[Collected data]
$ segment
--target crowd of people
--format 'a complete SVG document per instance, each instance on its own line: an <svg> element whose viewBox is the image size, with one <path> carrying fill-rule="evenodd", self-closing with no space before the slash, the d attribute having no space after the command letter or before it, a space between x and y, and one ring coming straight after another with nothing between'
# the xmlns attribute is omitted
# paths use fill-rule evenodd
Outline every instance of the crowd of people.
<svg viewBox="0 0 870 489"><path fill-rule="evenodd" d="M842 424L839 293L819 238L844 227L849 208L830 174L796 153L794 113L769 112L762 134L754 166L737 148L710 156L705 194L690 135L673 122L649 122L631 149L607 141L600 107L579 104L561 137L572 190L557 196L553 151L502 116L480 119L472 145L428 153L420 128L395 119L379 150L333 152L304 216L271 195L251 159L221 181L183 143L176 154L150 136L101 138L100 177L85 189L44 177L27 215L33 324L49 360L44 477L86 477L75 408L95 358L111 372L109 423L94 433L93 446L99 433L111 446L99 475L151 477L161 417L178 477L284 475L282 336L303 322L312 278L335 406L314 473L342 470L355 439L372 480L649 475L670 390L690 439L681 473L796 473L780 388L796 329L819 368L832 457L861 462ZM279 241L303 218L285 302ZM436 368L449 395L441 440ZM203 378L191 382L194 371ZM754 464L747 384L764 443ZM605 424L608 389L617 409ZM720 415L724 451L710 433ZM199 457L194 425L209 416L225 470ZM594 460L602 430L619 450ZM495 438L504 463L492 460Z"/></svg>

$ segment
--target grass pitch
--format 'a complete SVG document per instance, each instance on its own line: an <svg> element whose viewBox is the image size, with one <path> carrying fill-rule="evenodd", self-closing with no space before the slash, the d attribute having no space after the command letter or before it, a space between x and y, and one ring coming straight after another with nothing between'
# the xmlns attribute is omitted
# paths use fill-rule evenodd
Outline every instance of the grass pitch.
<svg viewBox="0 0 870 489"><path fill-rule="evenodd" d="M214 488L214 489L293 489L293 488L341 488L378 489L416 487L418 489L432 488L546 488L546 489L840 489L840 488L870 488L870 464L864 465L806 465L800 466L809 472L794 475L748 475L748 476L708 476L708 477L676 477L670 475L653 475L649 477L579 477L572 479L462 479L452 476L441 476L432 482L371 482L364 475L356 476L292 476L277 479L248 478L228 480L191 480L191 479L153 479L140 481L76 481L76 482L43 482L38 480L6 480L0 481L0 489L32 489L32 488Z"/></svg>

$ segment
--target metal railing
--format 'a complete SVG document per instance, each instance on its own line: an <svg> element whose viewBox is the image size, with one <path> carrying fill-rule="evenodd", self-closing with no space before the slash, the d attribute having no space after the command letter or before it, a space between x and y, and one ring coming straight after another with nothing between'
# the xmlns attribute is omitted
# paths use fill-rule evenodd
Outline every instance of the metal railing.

• [TO DO]
Using the entries above, tally how many lines have the word "railing" in them; write the number and nothing more.

• [WRITTEN RESPONSE]
2